====== Supplied material

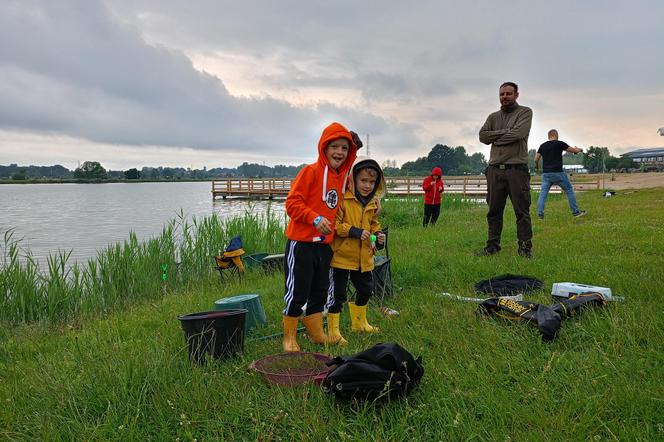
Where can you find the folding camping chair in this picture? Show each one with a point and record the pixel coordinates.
(229, 263)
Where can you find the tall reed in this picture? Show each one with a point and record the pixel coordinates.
(125, 272)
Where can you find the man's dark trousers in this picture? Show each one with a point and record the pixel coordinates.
(514, 181)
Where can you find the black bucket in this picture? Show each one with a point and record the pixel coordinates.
(218, 333)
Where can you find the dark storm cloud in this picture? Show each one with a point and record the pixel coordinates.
(73, 68)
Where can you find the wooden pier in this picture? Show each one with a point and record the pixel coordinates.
(470, 186)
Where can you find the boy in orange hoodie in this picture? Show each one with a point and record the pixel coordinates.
(312, 205)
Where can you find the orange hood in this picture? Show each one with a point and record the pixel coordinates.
(333, 132)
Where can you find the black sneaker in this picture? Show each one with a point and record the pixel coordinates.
(487, 251)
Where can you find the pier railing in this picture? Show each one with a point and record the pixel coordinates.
(472, 186)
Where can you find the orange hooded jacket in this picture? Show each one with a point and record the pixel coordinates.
(317, 190)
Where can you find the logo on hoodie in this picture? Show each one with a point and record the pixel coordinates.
(332, 198)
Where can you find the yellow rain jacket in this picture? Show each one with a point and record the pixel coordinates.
(353, 253)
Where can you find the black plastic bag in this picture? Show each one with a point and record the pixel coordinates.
(382, 372)
(547, 318)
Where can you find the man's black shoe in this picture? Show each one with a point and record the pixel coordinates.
(487, 251)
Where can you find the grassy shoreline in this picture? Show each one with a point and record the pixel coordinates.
(122, 373)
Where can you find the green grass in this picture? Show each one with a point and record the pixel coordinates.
(123, 374)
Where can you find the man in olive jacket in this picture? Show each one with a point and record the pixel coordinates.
(507, 131)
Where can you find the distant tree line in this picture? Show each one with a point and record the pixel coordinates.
(94, 171)
(453, 161)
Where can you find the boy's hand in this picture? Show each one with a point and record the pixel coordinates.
(324, 226)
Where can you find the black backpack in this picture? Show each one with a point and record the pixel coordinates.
(382, 372)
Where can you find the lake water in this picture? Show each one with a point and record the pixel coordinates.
(86, 218)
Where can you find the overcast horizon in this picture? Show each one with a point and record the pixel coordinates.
(134, 83)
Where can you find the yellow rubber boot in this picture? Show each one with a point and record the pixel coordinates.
(333, 333)
(314, 325)
(358, 317)
(290, 334)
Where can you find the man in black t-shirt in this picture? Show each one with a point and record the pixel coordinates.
(551, 153)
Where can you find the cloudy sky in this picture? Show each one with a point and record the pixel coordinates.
(134, 83)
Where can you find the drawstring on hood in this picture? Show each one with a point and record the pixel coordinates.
(332, 132)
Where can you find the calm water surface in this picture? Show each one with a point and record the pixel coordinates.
(86, 218)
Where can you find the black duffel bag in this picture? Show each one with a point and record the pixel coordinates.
(382, 372)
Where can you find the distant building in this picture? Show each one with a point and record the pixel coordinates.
(648, 158)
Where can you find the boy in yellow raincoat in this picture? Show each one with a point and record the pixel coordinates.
(355, 223)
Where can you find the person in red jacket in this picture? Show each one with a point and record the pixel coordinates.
(312, 205)
(433, 186)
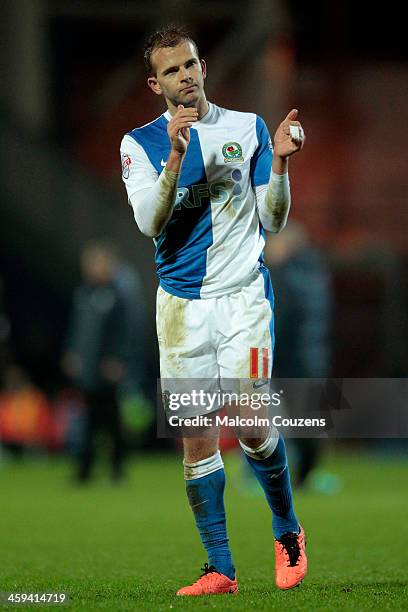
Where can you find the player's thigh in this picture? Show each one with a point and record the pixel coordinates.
(246, 348)
(184, 338)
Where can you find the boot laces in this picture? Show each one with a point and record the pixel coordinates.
(290, 545)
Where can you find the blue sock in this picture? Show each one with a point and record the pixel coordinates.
(206, 497)
(274, 477)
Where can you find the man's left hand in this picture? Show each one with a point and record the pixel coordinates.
(288, 141)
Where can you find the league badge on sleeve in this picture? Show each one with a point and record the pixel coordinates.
(126, 163)
(232, 151)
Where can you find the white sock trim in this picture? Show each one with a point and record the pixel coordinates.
(201, 468)
(264, 450)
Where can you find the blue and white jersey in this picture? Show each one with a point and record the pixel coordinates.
(213, 242)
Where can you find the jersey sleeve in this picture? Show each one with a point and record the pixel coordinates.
(138, 173)
(261, 162)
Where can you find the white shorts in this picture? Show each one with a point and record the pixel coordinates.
(227, 337)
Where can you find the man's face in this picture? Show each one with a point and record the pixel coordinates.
(179, 76)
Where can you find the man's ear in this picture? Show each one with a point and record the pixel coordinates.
(154, 85)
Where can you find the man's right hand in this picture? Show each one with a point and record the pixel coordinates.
(178, 128)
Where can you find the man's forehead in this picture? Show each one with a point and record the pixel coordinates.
(164, 57)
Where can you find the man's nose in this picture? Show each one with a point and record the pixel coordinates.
(185, 75)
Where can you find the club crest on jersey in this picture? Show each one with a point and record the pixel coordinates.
(232, 151)
(126, 162)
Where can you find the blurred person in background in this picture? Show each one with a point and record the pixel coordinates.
(99, 348)
(303, 320)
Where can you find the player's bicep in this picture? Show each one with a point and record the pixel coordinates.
(138, 173)
(261, 161)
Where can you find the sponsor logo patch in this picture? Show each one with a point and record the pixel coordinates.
(126, 163)
(232, 151)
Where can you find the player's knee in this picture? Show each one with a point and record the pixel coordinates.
(260, 450)
(203, 467)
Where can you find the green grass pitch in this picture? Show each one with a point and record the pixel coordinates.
(130, 547)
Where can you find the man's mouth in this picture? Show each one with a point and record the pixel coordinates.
(187, 89)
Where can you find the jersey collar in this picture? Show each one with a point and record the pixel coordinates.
(208, 117)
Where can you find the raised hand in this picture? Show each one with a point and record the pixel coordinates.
(178, 128)
(289, 137)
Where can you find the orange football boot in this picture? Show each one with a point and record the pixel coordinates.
(290, 559)
(210, 583)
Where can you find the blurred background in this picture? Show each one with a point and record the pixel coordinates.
(72, 83)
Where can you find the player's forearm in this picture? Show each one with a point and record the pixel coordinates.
(280, 165)
(273, 202)
(153, 207)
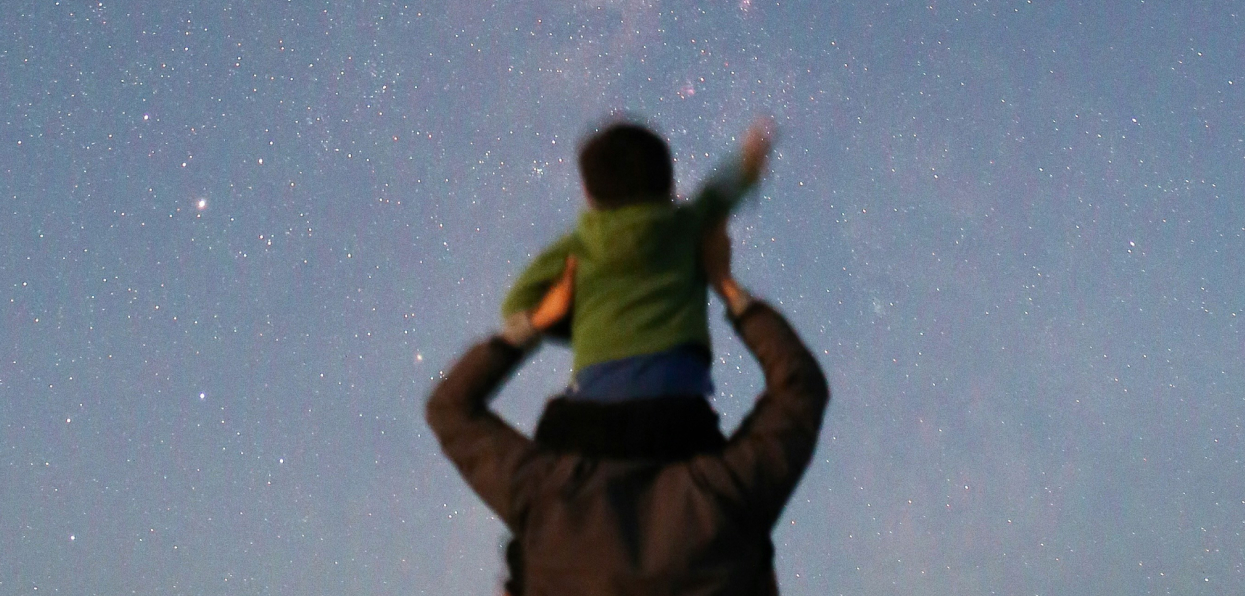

============

§ **Activity**
Give again, word for word, only the lines from the line containing "Where can you find the green grass pitch" through the last line above, both included; leave the pictures out.

§ **Your response**
Where can you find the green grass pitch in this picture? Show each one with a point and record the pixel coordinates.
(130, 547)
Where can you find the man's mouth in this picture? Show each one with a point and record the pixel coordinates.
(187, 89)
Where can you find the jersey collar in this picture? Show each one with a point and record the pixel coordinates.
(208, 117)
Where can you find the raised hand in this picture? Show each one with a point and record the pixel coordinates.
(178, 128)
(289, 137)
Where can you find the orange football boot in this picture? Show each one with a point and record the pixel coordinates.
(290, 559)
(210, 583)
Where can you find the blurred background in this picture? Show each one with a point and record the pixel coordinates.
(72, 83)
Where can you find the player's forearm in this picture? Show each one with a point and record the pixel coordinates.
(280, 165)
(273, 202)
(153, 207)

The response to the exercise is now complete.